# YOUR OBJECTIVE:
Reproduce the records exactly.

# RECORDS TO PROCESS:

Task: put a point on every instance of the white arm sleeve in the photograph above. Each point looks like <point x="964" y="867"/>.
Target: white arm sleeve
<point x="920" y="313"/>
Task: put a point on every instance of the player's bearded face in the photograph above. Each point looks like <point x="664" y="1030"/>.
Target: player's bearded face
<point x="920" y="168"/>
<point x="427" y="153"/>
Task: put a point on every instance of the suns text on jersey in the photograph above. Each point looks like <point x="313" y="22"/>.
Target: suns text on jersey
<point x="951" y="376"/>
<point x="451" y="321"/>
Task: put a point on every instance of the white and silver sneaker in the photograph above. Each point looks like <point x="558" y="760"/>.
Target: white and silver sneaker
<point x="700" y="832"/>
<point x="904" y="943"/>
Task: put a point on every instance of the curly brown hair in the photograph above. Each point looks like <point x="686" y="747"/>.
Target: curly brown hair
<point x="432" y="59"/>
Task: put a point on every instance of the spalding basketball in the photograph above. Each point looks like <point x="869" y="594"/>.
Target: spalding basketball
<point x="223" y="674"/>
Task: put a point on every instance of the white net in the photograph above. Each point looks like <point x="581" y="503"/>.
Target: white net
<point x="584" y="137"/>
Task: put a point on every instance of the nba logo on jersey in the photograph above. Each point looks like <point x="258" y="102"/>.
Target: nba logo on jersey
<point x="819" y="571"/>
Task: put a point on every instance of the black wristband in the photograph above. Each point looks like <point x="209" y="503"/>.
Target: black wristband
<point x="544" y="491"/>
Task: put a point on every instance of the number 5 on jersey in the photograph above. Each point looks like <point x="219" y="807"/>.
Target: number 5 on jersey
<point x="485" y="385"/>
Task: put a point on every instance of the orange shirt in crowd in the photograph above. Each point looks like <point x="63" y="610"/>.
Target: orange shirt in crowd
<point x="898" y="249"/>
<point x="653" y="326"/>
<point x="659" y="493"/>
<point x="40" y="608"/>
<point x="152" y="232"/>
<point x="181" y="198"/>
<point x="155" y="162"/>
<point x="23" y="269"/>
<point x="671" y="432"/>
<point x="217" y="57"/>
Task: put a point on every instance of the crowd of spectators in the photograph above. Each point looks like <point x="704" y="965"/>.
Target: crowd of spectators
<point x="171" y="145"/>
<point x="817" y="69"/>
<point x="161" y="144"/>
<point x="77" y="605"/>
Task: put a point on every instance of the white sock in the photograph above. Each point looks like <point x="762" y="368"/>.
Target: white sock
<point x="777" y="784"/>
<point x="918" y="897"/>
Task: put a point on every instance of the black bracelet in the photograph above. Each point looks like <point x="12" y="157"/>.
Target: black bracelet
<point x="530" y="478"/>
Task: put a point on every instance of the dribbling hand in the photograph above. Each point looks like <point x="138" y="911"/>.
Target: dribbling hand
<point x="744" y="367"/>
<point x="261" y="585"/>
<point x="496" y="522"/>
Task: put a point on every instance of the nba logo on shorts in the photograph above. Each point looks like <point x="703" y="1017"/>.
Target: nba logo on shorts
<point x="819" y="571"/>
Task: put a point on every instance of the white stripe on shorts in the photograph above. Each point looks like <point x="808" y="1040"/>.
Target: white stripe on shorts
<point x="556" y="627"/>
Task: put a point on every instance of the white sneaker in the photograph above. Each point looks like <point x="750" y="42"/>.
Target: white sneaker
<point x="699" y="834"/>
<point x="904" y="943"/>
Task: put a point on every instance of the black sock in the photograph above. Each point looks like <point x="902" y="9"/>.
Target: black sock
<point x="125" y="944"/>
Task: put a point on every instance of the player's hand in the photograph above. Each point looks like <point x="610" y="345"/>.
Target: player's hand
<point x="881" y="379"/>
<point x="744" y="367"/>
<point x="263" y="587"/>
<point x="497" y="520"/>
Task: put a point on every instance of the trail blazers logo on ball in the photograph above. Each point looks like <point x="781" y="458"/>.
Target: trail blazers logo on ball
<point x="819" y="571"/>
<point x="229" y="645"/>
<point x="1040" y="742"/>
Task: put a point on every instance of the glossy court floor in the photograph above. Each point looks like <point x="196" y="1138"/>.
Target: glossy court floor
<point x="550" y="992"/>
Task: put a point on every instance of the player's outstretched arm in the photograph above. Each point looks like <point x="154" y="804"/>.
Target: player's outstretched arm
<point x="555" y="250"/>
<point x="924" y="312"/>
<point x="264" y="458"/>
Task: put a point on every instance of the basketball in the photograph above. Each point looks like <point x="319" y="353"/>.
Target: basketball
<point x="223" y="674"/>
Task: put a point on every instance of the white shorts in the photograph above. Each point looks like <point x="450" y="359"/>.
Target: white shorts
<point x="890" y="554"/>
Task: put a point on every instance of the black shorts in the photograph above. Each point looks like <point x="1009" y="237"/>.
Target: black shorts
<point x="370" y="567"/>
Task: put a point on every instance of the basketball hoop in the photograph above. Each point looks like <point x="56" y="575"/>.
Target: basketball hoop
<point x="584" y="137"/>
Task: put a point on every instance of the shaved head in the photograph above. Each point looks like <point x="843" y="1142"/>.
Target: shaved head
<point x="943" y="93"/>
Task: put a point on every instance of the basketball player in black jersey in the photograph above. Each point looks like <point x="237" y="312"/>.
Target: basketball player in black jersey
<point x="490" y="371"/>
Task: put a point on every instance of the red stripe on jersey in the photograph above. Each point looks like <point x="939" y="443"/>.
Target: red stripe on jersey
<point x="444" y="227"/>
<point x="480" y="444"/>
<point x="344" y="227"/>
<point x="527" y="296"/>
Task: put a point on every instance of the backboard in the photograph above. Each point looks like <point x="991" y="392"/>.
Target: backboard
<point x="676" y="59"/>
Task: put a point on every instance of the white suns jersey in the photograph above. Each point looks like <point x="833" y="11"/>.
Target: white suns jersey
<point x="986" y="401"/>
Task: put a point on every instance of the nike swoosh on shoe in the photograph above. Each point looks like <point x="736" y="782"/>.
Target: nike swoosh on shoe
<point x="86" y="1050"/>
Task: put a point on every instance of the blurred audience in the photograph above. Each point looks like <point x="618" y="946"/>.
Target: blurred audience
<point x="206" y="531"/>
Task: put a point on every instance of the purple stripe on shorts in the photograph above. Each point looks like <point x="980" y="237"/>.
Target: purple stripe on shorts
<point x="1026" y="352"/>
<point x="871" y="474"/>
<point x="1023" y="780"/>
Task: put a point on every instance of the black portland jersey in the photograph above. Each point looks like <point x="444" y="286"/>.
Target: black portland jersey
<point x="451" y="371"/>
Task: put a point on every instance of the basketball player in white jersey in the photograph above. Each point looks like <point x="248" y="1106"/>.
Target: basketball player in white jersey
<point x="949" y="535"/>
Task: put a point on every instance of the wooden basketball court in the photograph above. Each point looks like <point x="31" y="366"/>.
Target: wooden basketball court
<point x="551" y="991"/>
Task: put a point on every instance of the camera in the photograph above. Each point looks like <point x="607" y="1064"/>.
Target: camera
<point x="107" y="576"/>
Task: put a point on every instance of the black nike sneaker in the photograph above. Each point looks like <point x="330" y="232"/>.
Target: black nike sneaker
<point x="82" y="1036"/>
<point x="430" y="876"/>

# WORKED ANSWER:
Task: put a point on every instance of the white arm sleeve in the photograph above. Each point looks like <point x="964" y="867"/>.
Target: white arm sleeve
<point x="920" y="313"/>
Task: put a point on every instance of the player's bearded face in the photograph above. Each point looks like <point x="664" y="1030"/>.
Target: player's bearded face
<point x="920" y="168"/>
<point x="427" y="153"/>
Task: put a point on every instance of the suns text on jersey in the photograph above. Each point looks like <point x="313" y="22"/>.
Target: suns text on jersey
<point x="951" y="376"/>
<point x="451" y="321"/>
Task: put a point on every instance of the white and silver sneaker in the photograph above. Each point looks like <point x="558" y="760"/>.
Target: white and silver sneaker
<point x="700" y="832"/>
<point x="904" y="943"/>
Task: put a point on every instance of the curly brown hair in the photograph above. Each point looks like <point x="686" y="747"/>.
Target: curly brown hair
<point x="432" y="59"/>
Task: put a point on every instance of the spalding basketball in the photograph above. Each point looks like <point x="869" y="594"/>.
Target: spalding basketball
<point x="223" y="674"/>
Task: put a point on every instance of the white net in the photograph above. Each point looks like <point x="581" y="503"/>.
Target: white net
<point x="584" y="137"/>
Task: put a point on every instance of the nba logo on jersey in the photograph above. Each point looks like <point x="258" y="102"/>.
Target: nba logo on jersey
<point x="819" y="571"/>
Task: put a point on every instance of the black wristband in the photograph above. Each point looks like <point x="209" y="503"/>.
Target: black wristband
<point x="544" y="491"/>
Task: put a point on every instance of the number 5 on jersey in the photograph above. Each point looks like <point x="219" y="807"/>.
Target: number 5 on jersey
<point x="485" y="385"/>
Task: put a point on every instance of the orange shirt in crowd in the photograph above. Each point looks like <point x="63" y="610"/>.
Target: orange shirt in crowd
<point x="898" y="249"/>
<point x="653" y="326"/>
<point x="659" y="493"/>
<point x="40" y="608"/>
<point x="152" y="232"/>
<point x="181" y="198"/>
<point x="155" y="162"/>
<point x="23" y="269"/>
<point x="671" y="432"/>
<point x="217" y="57"/>
Task: put a point on every instance of the crowd of spectators in the photograph above. Each point looks like <point x="704" y="965"/>.
Target: crowd of spectators
<point x="171" y="145"/>
<point x="817" y="69"/>
<point x="161" y="144"/>
<point x="77" y="605"/>
Task: put a point on every instance of the white sock in the photograph above. Each point looks like <point x="762" y="368"/>.
Target: white sock
<point x="777" y="784"/>
<point x="918" y="897"/>
Task: put a point on every instance of the black bracelet in the photograph above. Each point looks like <point x="12" y="157"/>.
Target: black bracelet
<point x="530" y="478"/>
Task: put a point on every instance of the dribbling hand in the photograph above. Each point looks like <point x="138" y="911"/>.
Target: dribbling hand
<point x="744" y="367"/>
<point x="261" y="585"/>
<point x="496" y="522"/>
Task: put a point on every instance of the nba logo on shorts in the photograph above. Each point looks like <point x="703" y="1017"/>.
Target: nba logo on shorts
<point x="819" y="571"/>
Task: put a point on every instance of the white stripe on shorts in the photograph above. Each point looks like <point x="808" y="1040"/>.
Target: white stripe on shorts
<point x="556" y="627"/>
Task: put a point on every instance of the white sneaker in the photograph above. Each point looks like <point x="750" y="42"/>.
Target: white sneaker
<point x="699" y="834"/>
<point x="904" y="943"/>
Task: put a point on every instance of the black sock in the photograph above. Each point looks like <point x="902" y="9"/>.
Target: black sock
<point x="125" y="944"/>
Task: put a point on every instance of the player's hand in the photograph above. Each point looks like <point x="610" y="345"/>.
Target: player's hand
<point x="881" y="379"/>
<point x="744" y="367"/>
<point x="263" y="587"/>
<point x="497" y="520"/>
Task: put a point on every instance of the trail blazers logo on ball in the photograph above. Each point looks like <point x="781" y="458"/>.
Target: trail blazers logo on ball
<point x="819" y="571"/>
<point x="229" y="645"/>
<point x="1040" y="742"/>
Task: put a point on every instance of the glossy court floor in the photograph above. Each point looks like <point x="196" y="1138"/>.
Target: glossy court floor
<point x="550" y="992"/>
Task: put a point on every instance of the player's outstretched arm in the photograph above. Each point looks like <point x="154" y="804"/>.
Target: player's outstretched arm
<point x="555" y="250"/>
<point x="924" y="312"/>
<point x="264" y="458"/>
Task: put a point on every instance of the basketball in the photograph above. Each point looks like <point x="319" y="353"/>.
Target: basketball
<point x="223" y="674"/>
Task: put a point on every instance of the white shorts in the photograph above. Each point looks like <point x="450" y="359"/>.
Target: white shorts
<point x="890" y="554"/>
Task: put a point on every instance of the black shorts in the photograph above. Each point looks like <point x="1009" y="237"/>.
Target: black shorts
<point x="370" y="567"/>
Task: put a point on every instance of the basketball hoop in the photograph above. Each point looks like <point x="56" y="575"/>.
Target: basketball hoop
<point x="584" y="137"/>
Task: put a point on every instance of the shaved head in the photograph above. Each point looks like <point x="843" y="1142"/>.
Target: shaved head
<point x="943" y="93"/>
Task: put a point on every instance of the basketball player in black jersey in the photograph above. Each point looks like <point x="237" y="312"/>.
Target: basketball player in black jersey
<point x="490" y="371"/>
Task: put a point on every instance of the red stripe on jersey in the photograph above. Each point looks like <point x="939" y="443"/>.
Target: red stripe on jersey
<point x="444" y="227"/>
<point x="480" y="444"/>
<point x="344" y="227"/>
<point x="527" y="296"/>
Task: put a point on every instance of the backboard in the photograph above. Each point looks like <point x="991" y="392"/>.
Target: backboard
<point x="676" y="59"/>
Task: put a point on every instance of the white suns jersey in the photograph above. Each point looks like <point x="833" y="11"/>.
Target: white suns jersey
<point x="986" y="401"/>
Task: put a point on every instance of the nike swoosh on shoe in the photograph above. Each point looks like <point x="736" y="782"/>.
Target: nike swoosh on shoe
<point x="86" y="1050"/>
Task: put a point on every instance of the blurred audience in the photograph above. Each point looks like <point x="618" y="946"/>.
Target: blurred audience
<point x="206" y="531"/>
Task: put a point on every instance of the purple stripe on shorts in the photograph above. Each point looks like <point x="980" y="237"/>.
Target: purple stripe on shorts
<point x="1026" y="352"/>
<point x="871" y="474"/>
<point x="1023" y="780"/>
Task: put a point on every instance of the black portland jersey in the photograph above. Each point looks like <point x="444" y="286"/>.
Target: black portland jersey
<point x="451" y="371"/>
Task: put a point on every instance of the basketball player in white jersey in the photograph above. Each point looks like <point x="248" y="1106"/>.
Target: basketball player in white jersey
<point x="949" y="535"/>
Task: put a point on every instance of the wooden basketball court in the photograph above. Each point looks like <point x="31" y="366"/>.
Target: wooden basketball court
<point x="551" y="991"/>
Task: put a point on every instance of the camera in the photograph above. Each point looks like <point x="607" y="1064"/>.
Target: camera
<point x="107" y="576"/>
Task: put a point on every instance of the black nike sneaker in the photograph above. Each point looks like <point x="330" y="232"/>.
Target: black nike sneaker
<point x="82" y="1036"/>
<point x="430" y="876"/>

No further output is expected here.